> YOUR INSTRUCTIONS:
Take the line that contains "of the leaded" and each line after it in the material below, and transcribe them exactly, stopping at the end.

══ INPUT RECORDS ══

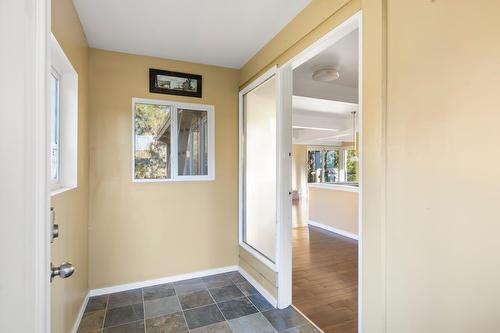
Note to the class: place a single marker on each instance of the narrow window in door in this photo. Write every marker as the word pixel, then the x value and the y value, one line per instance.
pixel 55 168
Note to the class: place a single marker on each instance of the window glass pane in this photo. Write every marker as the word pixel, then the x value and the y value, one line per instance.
pixel 314 166
pixel 323 165
pixel 54 128
pixel 192 142
pixel 259 174
pixel 152 141
pixel 331 166
pixel 350 162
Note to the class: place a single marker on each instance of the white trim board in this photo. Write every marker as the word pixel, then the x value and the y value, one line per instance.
pixel 333 229
pixel 154 282
pixel 80 313
pixel 148 283
pixel 270 298
pixel 307 318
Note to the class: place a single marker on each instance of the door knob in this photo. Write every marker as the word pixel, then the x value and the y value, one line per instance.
pixel 65 270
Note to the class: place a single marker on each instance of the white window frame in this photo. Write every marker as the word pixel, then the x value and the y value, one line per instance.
pixel 174 107
pixel 342 160
pixel 68 119
pixel 55 183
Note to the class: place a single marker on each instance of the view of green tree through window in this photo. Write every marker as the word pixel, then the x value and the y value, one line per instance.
pixel 152 141
pixel 328 164
pixel 350 168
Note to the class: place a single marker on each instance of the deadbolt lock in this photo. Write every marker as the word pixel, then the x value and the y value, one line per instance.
pixel 64 271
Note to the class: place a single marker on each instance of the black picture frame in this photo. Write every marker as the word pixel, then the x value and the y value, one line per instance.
pixel 172 87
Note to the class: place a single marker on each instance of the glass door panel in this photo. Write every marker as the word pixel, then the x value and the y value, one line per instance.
pixel 260 169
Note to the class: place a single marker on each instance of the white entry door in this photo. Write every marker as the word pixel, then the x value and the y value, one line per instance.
pixel 265 193
pixel 24 195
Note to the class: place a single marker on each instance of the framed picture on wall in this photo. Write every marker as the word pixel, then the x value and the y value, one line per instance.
pixel 174 83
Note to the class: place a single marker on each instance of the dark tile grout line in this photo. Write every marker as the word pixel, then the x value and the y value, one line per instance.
pixel 105 313
pixel 234 281
pixel 143 310
pixel 182 311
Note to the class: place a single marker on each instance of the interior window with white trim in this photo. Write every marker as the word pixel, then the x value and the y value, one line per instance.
pixel 330 164
pixel 163 154
pixel 54 126
pixel 63 99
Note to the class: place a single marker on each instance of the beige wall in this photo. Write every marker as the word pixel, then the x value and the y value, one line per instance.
pixel 430 84
pixel 141 231
pixel 312 23
pixel 443 263
pixel 334 208
pixel 299 169
pixel 72 206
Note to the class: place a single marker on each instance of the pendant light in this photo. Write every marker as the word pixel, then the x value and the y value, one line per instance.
pixel 354 140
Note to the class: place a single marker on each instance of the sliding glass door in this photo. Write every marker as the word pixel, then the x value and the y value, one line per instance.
pixel 258 168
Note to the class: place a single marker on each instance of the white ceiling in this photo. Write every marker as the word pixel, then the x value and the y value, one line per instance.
pixel 216 32
pixel 343 55
pixel 322 110
pixel 321 121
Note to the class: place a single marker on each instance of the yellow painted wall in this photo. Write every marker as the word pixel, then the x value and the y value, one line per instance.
pixel 318 18
pixel 334 208
pixel 443 263
pixel 72 206
pixel 141 231
pixel 430 84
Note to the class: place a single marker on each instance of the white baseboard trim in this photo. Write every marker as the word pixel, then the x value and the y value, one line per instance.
pixel 149 283
pixel 334 230
pixel 270 298
pixel 309 320
pixel 80 314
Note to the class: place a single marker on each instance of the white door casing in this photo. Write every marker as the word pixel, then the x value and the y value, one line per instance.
pixel 24 190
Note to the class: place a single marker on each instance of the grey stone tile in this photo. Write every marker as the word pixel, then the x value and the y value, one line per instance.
pixel 217 281
pixel 247 288
pixel 161 306
pixel 260 302
pixel 236 277
pixel 134 327
pixel 124 315
pixel 254 323
pixel 221 327
pixel 226 293
pixel 203 316
pixel 123 298
pixel 282 319
pixel 97 303
pixel 190 288
pixel 194 300
pixel 172 323
pixel 236 308
pixel 159 291
pixel 189 281
pixel 91 321
pixel 307 328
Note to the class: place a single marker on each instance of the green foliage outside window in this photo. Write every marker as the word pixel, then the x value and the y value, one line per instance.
pixel 350 166
pixel 151 154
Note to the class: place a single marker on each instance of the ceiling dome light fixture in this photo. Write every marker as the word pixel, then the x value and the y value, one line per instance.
pixel 326 74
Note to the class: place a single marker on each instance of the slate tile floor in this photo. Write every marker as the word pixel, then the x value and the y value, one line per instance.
pixel 221 303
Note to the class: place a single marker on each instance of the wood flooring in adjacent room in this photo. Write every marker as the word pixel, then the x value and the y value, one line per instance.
pixel 325 279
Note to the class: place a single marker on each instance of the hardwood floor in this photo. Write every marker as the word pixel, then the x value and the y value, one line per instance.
pixel 325 279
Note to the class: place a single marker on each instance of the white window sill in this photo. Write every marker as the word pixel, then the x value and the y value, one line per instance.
pixel 332 186
pixel 60 189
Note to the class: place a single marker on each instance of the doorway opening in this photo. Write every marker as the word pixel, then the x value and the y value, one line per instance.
pixel 299 215
pixel 326 178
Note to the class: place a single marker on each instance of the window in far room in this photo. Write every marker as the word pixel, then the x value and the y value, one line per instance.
pixel 329 164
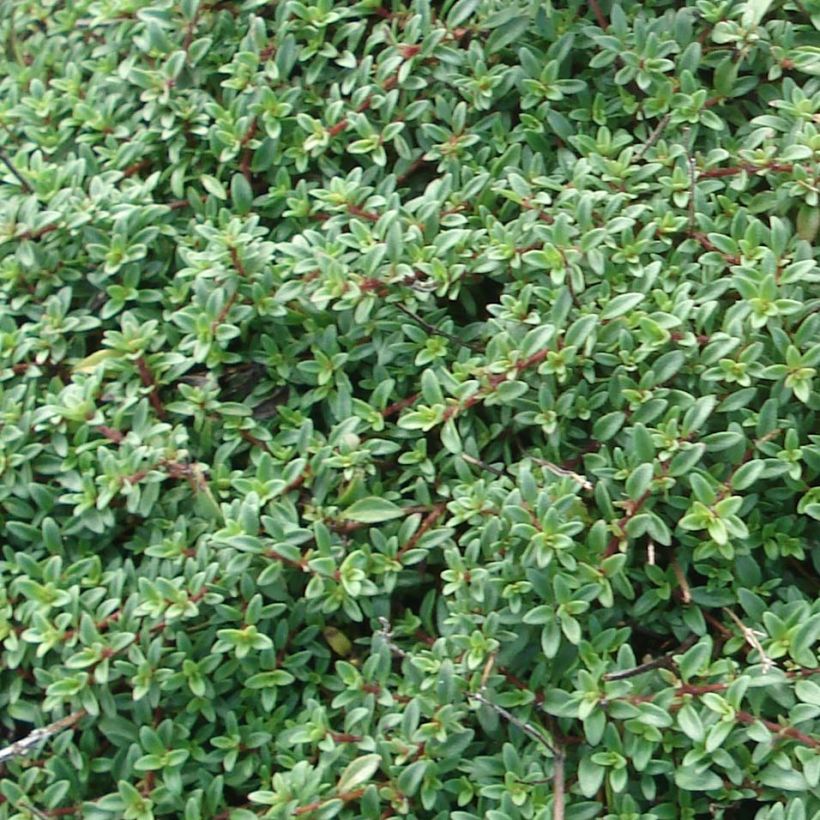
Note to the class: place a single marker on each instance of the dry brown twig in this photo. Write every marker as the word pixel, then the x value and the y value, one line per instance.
pixel 27 744
pixel 751 638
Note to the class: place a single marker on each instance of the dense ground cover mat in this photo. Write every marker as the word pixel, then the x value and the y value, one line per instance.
pixel 409 409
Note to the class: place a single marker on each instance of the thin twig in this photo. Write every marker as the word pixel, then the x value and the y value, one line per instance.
pixel 436 330
pixel 559 787
pixel 663 662
pixel 692 180
pixel 527 728
pixel 27 744
pixel 751 638
pixel 6 160
pixel 386 634
pixel 483 464
pixel 585 483
pixel 654 136
pixel 685 591
pixel 600 17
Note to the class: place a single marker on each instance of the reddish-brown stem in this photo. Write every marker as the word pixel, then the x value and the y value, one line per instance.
pixel 425 525
pixel 633 509
pixel 148 380
pixel 780 167
pixel 398 406
pixel 600 17
pixel 37 234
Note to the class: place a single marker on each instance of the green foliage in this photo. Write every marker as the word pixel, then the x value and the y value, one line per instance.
pixel 410 408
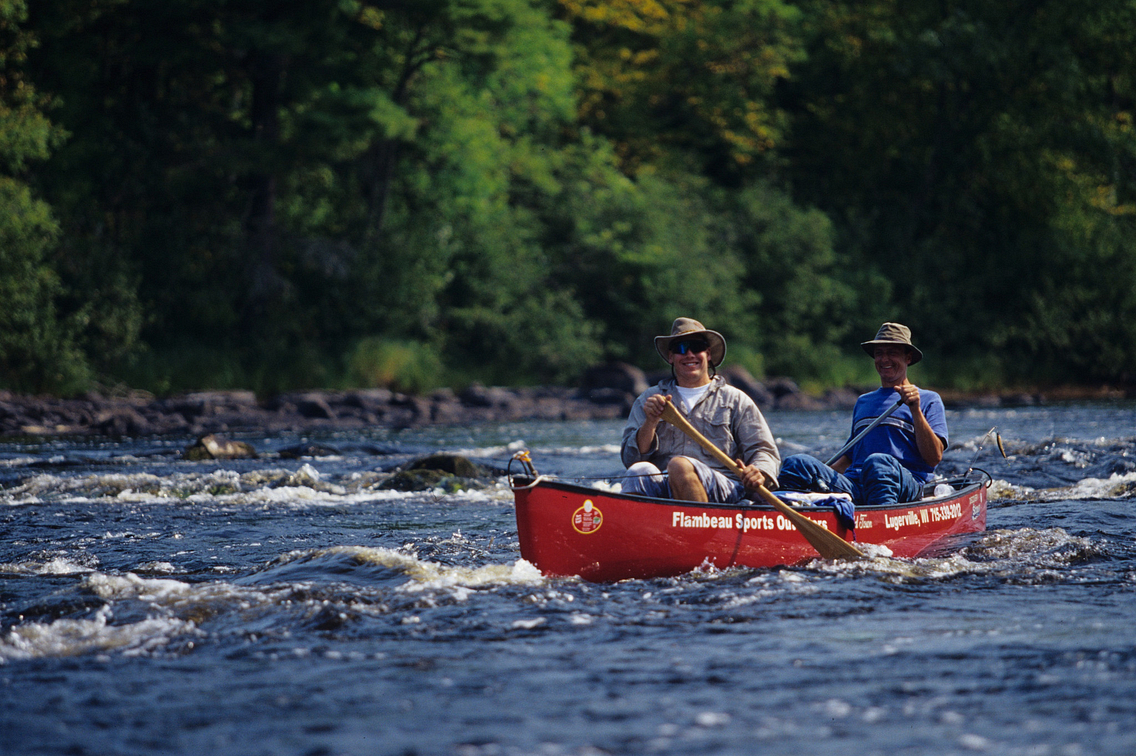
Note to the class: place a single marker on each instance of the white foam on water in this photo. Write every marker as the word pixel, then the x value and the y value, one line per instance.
pixel 76 637
pixel 56 566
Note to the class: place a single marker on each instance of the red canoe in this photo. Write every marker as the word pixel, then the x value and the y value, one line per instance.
pixel 599 536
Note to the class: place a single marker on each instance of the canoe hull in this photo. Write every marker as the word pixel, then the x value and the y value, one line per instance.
pixel 602 537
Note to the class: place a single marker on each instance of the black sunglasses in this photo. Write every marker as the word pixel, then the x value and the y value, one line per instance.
pixel 683 347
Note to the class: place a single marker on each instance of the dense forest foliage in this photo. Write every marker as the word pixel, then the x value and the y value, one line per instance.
pixel 217 193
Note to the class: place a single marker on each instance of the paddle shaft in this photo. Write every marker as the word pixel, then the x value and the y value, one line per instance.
pixel 827 543
pixel 865 432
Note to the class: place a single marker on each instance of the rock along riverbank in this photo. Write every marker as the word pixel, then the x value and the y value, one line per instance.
pixel 604 392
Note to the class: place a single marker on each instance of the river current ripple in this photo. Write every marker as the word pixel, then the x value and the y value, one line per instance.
pixel 290 606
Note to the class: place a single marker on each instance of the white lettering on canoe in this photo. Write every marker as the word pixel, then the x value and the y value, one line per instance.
pixel 895 522
pixel 737 522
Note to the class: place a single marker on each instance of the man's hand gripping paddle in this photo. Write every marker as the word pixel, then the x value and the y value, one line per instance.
pixel 827 543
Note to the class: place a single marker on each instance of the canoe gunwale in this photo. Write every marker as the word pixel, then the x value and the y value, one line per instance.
pixel 567 529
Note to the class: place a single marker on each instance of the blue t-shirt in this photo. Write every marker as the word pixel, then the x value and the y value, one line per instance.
pixel 896 434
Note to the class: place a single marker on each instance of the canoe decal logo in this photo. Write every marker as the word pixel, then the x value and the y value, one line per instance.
pixel 587 518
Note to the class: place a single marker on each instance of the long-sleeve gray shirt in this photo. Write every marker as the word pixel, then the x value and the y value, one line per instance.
pixel 725 415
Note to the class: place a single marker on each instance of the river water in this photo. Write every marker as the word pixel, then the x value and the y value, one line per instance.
pixel 290 606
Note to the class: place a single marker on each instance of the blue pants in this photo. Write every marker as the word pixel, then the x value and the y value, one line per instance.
pixel 882 479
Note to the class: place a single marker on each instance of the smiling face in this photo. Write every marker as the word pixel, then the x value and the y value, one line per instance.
pixel 892 364
pixel 692 370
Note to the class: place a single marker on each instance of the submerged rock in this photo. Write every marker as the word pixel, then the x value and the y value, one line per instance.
pixel 451 472
pixel 210 447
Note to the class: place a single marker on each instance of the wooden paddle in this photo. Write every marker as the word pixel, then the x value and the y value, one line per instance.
pixel 827 543
pixel 865 432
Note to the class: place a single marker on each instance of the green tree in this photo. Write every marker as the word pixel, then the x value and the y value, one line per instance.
pixel 979 157
pixel 38 349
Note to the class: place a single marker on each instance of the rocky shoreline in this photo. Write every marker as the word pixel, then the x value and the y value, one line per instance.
pixel 606 392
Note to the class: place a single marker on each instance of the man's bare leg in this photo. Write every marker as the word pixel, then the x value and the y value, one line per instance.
pixel 684 482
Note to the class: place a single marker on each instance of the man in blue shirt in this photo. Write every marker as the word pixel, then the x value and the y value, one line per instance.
pixel 892 463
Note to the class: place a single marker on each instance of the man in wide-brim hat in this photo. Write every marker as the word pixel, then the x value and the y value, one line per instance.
pixel 720 412
pixel 896 458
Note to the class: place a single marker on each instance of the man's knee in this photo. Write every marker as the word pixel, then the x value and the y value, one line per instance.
pixel 882 464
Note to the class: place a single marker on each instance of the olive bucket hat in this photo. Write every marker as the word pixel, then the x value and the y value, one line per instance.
pixel 893 333
pixel 685 327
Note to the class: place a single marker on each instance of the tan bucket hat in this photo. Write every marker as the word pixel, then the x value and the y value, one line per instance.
pixel 685 327
pixel 893 333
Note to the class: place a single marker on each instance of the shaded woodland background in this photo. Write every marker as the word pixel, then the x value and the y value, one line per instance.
pixel 330 193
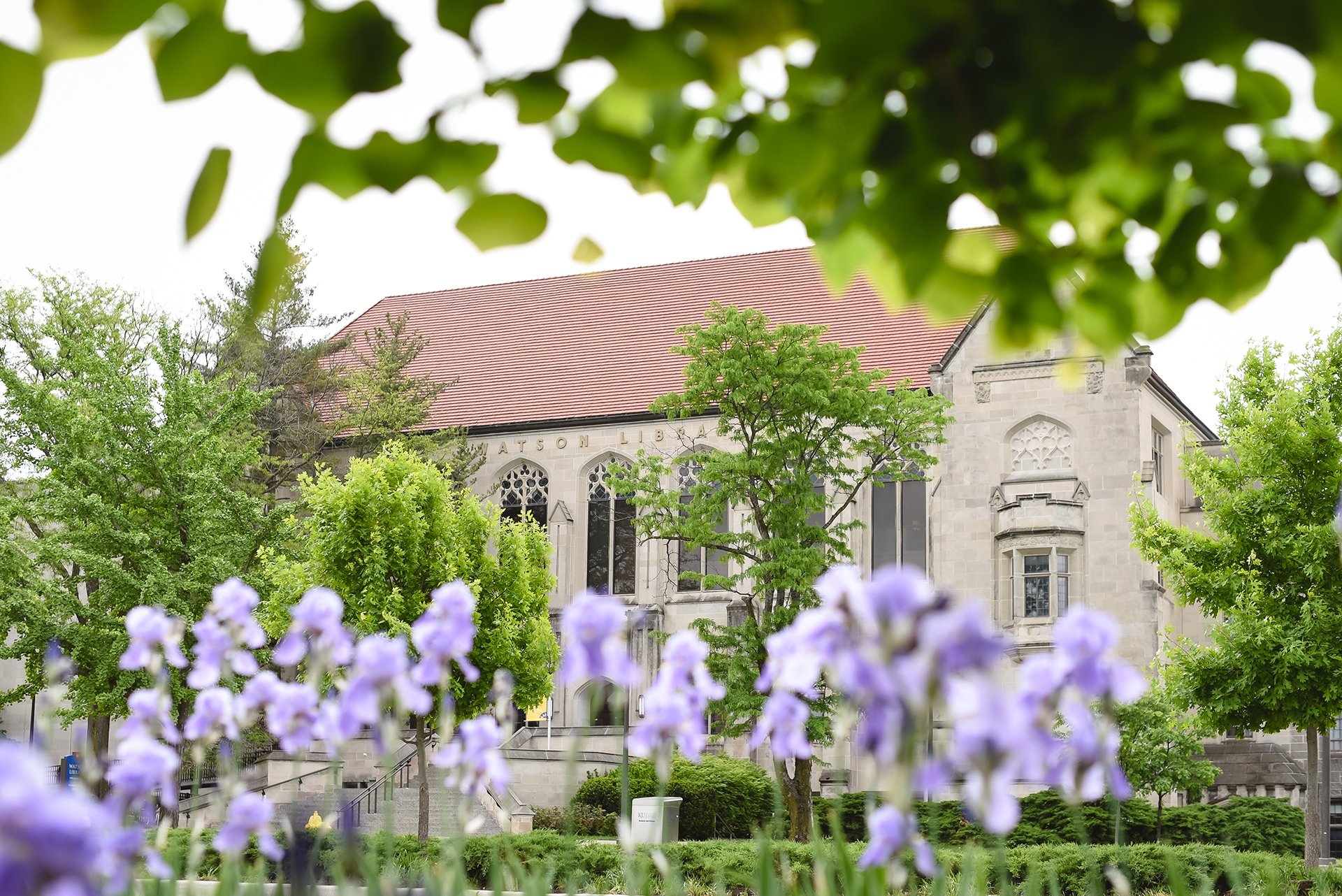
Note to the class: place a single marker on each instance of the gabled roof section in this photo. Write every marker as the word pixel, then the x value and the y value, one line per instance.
pixel 599 345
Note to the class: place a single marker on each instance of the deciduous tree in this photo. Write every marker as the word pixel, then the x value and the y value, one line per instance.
pixel 1266 570
pixel 124 483
pixel 811 430
pixel 395 529
pixel 1073 122
pixel 1161 746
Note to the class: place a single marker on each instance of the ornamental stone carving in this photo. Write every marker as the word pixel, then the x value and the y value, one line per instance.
pixel 1041 446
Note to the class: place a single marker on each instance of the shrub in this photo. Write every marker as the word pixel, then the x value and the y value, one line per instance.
pixel 1251 824
pixel 588 821
pixel 723 797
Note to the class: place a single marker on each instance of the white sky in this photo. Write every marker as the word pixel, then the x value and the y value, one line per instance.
pixel 100 184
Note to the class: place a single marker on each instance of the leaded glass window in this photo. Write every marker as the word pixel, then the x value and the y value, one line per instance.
pixel 701 561
pixel 900 523
pixel 525 490
pixel 1037 584
pixel 1040 446
pixel 612 542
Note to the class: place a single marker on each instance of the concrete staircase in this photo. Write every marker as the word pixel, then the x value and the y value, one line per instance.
pixel 405 807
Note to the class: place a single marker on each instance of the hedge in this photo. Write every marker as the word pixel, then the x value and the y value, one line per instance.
pixel 736 862
pixel 723 797
pixel 1251 824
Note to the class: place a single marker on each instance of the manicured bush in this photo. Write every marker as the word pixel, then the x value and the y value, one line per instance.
pixel 588 821
pixel 723 797
pixel 732 864
pixel 1251 824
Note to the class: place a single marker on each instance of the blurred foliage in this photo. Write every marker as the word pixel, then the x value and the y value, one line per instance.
pixel 723 797
pixel 587 821
pixel 1264 563
pixel 1253 824
pixel 863 120
pixel 789 869
pixel 124 483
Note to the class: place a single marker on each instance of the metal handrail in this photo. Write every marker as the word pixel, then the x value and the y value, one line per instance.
pixel 268 785
pixel 353 811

═══

> EXPECTED OUTPUT:
Note to the class: place a single marker on each instance of the leaded glass window in this photo. Write every marker as the word pixel, then the x value and the y value, one line per instance.
pixel 701 561
pixel 900 523
pixel 525 490
pixel 1037 584
pixel 1040 446
pixel 612 542
Note to the class: place a single marker on each instance of the concrete staircase in this photo. Write every marker as the word pixel, then the x value and the y value, one line per instance.
pixel 405 807
Note to the class: place a single marker on each instance of the hedge in this photo. Write every marker as the word pixel, then the x value and the y value, one line per instance.
pixel 736 862
pixel 723 797
pixel 1251 824
Note to the class: place a single marker on each instance of the manicured bush in this photo. Write every marker as the word pixel, then the x value and the y value, one line per instance.
pixel 588 821
pixel 723 797
pixel 732 864
pixel 1251 824
Note to the class: place a single marker on each instance of the blurred foliage in this photo. Write every marker as the word pixel, then the x value and the y value, one line per instance.
pixel 723 797
pixel 587 821
pixel 1264 563
pixel 1253 824
pixel 863 120
pixel 789 869
pixel 124 483
Note to the class: place a single marker on each instance of the metal handrail in this photo. Write every marker as the word pixel, then the x value and the y value, one line per instance.
pixel 268 785
pixel 353 811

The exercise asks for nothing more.